**Work to do**
Select each line below that contains the word "metal". Case counts.

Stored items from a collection
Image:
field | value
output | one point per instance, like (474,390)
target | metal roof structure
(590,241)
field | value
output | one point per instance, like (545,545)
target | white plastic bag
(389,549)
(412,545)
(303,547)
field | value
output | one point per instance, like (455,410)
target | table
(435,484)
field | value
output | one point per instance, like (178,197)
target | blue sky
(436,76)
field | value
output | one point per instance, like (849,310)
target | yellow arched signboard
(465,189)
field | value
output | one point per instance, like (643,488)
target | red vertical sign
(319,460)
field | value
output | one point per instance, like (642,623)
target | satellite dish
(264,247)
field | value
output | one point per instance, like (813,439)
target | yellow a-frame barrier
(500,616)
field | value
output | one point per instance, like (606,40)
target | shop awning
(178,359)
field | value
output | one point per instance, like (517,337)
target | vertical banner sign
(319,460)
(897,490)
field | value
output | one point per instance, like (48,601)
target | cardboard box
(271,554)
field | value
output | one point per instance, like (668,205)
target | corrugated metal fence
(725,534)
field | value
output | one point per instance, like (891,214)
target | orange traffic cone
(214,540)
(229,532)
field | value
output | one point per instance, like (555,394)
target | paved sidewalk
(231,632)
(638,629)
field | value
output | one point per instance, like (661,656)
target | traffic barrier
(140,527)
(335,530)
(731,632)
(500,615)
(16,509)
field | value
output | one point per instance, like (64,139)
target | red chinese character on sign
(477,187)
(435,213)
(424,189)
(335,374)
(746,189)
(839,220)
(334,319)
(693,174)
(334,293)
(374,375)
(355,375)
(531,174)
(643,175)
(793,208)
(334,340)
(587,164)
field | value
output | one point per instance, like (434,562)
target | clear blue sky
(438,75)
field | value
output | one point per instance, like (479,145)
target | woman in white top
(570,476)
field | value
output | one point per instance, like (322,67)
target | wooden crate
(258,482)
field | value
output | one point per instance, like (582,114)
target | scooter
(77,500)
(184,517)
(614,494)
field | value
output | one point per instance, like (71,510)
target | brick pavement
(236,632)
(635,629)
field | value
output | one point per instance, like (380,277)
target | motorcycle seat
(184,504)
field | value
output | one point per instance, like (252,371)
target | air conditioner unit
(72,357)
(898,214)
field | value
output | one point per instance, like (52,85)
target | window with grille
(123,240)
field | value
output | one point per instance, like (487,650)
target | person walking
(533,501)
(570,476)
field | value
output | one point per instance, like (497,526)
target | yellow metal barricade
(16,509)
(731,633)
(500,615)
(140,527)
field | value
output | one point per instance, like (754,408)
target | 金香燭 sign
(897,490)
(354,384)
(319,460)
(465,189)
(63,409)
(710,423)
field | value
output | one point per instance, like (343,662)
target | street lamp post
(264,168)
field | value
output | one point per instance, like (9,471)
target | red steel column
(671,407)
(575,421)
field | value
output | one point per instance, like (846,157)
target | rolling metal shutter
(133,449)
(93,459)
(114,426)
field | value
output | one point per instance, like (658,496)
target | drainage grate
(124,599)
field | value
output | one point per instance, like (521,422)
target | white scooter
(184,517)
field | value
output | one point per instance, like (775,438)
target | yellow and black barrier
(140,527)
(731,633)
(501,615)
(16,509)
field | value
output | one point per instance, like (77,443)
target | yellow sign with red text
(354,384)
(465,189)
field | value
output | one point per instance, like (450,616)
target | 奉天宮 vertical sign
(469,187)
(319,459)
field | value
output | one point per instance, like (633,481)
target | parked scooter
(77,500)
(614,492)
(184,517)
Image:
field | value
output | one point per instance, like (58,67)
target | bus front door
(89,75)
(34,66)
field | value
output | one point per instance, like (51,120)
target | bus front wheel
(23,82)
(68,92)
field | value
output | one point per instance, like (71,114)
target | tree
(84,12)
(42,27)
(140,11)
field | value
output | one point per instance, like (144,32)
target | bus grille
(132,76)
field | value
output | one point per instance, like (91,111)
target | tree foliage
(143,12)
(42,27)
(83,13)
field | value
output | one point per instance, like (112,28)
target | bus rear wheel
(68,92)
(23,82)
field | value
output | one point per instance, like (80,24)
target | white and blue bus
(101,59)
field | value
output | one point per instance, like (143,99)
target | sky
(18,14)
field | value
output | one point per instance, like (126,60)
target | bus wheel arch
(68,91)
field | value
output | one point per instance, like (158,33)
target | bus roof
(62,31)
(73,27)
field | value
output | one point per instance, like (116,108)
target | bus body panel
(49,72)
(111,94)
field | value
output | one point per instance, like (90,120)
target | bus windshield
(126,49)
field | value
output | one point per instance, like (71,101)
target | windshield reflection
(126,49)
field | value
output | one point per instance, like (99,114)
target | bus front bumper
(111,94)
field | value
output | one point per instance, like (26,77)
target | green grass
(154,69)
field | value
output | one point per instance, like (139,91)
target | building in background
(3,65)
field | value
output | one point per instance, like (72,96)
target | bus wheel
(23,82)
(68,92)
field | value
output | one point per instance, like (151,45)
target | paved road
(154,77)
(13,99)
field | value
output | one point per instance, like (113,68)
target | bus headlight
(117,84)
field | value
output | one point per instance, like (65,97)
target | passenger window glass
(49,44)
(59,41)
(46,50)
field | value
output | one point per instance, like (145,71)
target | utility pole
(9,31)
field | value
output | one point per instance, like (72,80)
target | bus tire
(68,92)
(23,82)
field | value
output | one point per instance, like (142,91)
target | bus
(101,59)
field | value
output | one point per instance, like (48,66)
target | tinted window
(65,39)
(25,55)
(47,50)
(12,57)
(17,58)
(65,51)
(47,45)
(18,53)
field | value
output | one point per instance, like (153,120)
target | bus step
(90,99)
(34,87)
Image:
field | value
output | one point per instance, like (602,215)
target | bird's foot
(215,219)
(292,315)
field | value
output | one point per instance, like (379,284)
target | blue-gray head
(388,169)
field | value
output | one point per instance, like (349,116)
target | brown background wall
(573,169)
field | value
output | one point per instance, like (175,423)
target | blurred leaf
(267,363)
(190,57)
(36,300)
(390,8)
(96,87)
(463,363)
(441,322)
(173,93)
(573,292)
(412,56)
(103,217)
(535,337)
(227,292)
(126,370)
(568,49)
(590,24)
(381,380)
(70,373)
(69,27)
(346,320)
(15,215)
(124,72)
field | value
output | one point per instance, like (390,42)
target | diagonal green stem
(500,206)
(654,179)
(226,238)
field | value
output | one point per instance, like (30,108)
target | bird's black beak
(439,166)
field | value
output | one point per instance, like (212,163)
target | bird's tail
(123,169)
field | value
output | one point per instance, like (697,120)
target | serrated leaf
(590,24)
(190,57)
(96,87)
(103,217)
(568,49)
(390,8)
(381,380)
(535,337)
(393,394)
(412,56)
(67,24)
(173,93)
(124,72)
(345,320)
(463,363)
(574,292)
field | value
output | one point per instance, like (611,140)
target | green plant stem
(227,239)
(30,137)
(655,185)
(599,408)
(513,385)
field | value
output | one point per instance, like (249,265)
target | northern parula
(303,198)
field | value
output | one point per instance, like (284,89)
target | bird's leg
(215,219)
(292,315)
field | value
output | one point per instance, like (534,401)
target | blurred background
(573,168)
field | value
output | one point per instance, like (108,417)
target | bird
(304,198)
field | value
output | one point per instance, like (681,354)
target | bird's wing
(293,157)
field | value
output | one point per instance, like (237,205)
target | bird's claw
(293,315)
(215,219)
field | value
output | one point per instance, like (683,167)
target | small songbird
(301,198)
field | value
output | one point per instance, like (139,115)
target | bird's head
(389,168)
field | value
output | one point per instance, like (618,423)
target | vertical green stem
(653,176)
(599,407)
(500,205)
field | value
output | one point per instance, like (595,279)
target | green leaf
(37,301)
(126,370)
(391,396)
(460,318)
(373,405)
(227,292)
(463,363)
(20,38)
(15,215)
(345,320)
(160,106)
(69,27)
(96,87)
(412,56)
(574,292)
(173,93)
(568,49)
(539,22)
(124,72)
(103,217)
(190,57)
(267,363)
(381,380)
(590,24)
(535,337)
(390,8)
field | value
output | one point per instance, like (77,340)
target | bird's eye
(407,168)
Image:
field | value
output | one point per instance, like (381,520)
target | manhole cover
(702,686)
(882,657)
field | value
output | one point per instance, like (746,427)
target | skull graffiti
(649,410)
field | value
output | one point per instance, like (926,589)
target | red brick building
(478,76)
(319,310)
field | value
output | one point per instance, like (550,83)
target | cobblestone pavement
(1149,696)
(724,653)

**Answer to this exercise**
target | metal roof structure
target | corrugated metal fence
target | yellow metal barricade
target | rolling metal shutter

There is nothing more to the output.